KIPP students are admitted through a lottery system. After a student is selected from the lottery and the student decides that he or she would like to attend a KIPP school, a home visit is set up with a teacher or the principal of the school, who meets with the family and student to discuss expectations of all students, teachers and the parents in KIPP. Students, parents, and teachers are then all required to sign a KIPP commitment of excellence, agreeing to fulfill specific responsibilities, promising that they will do everything in their power to help the student succeed and go to college.
As of the 2017–2018 school year, KIPP's national for its alumni is 35 percent. This is comparable to the national average for all students and approximately three times the national average for students from low-income families. Another 5 percent earned an associate degree.
For students who graduated from KIPP high schools, 45 percent earned a bachelor's degree and another 6 percent earned an associate degree.
KIPP has extended school days, requires attendance on Saturdays, offers extra-curricular activities, and adds three extra weeks of school in July. Most KIPP schools run from 7:30 a.m. to 5:00 p.m. Monday through Friday and 8:30 a.m. to 1:30 p.m. on select Saturdays. Students spend that time in the classroom—up to 50 percent more time than in traditional public schools, depending on the region—and doing activities like sports, performing arts, and visual arts. Many of the activities KIPP offers might otherwise be inaccessible to students because of cost or scheduling issues. Because of this, the extended day offers students and families opportunities they might not get elsewhere.
During the school year, KIPP students can earn trips such as visits to colleges and ice-skating. At the end of the school year, the students can attend an end of the school year field trip. These trips expose low-income students to new opportunities. For example, KIPP Academy Middle School in Houston, Texas, sends sixth graders to Utah and eighth graders to Washington, D.C., while fifth and seventh graders take a small trip within Texas for budget reasons.
One thing that is unique at KIPP is that college counselors support students through college. The counselors work with all their students as they apply to college, secure financial aid and make a college decision, and continue to work with them after high school to help them navigate the social, academic, and financial challenges they may encounter while in college. KIPP counselors also work with KIPP alumni to facilitate access to internships and career placement opportunities that will set them up for long-term success. KIPP college counselors stay in touch even after college graduation by providing resources and support to help them be successful in their early careers.  
In partnership with the Ludwig Family Foundation, KIPP launched in 2018 the in four communities. The program aims to help KIPP alumni persist through college by providing KIPP alumni with small, one-time, emergency grants, or “microgrants,” when financial challenges arise that may cause them to drop out or take time off. Each region launching the fund—KIPP Bay Area Public Schools, KIPP Memphis Collegiate Schools, KIPP NYC Public Schools, and KIPP Philadelphia Public Schools, have received between $37,000 and $40,000 in seed funding to start a local College Persistence Fund.

→ SET EXERCISE: Decide whether each statement below agrees with the passage on KIPP schools, answering yes or no and quoting the words from the passage that settle it. 1. KIPP students are chosen by lottery. 2. Most KIPP schools run from 8:00 a.m. to 4:00 p.m. on weekdays. 3. KIPP Academy Middle School in Houston sends its eighth graders to Washington, D.C.

→ GIVEN RECORDS:
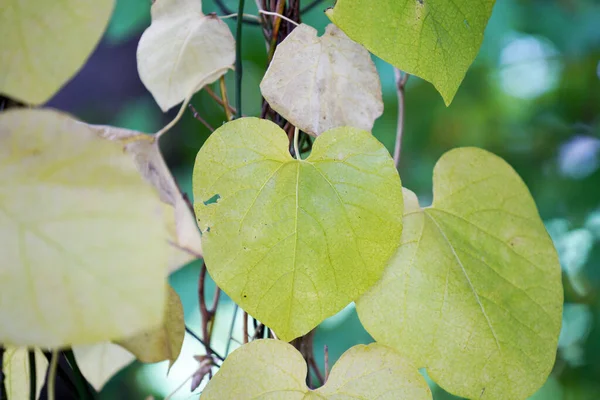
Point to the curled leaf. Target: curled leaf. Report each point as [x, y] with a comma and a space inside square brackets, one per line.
[182, 51]
[82, 237]
[294, 241]
[474, 292]
[164, 342]
[101, 361]
[15, 367]
[276, 369]
[180, 221]
[320, 83]
[44, 43]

→ THE OUTPUT:
1. Yes: "KIPP students are admitted through a lottery system."
2. No: "Most KIPP schools run from 7:30 a.m. to 5:00 p.m. Monday through Friday"
3. Yes: "KIPP Academy Middle School in Houston, Texas, sends sixth graders to Utah and eighth graders to Washington, D.C."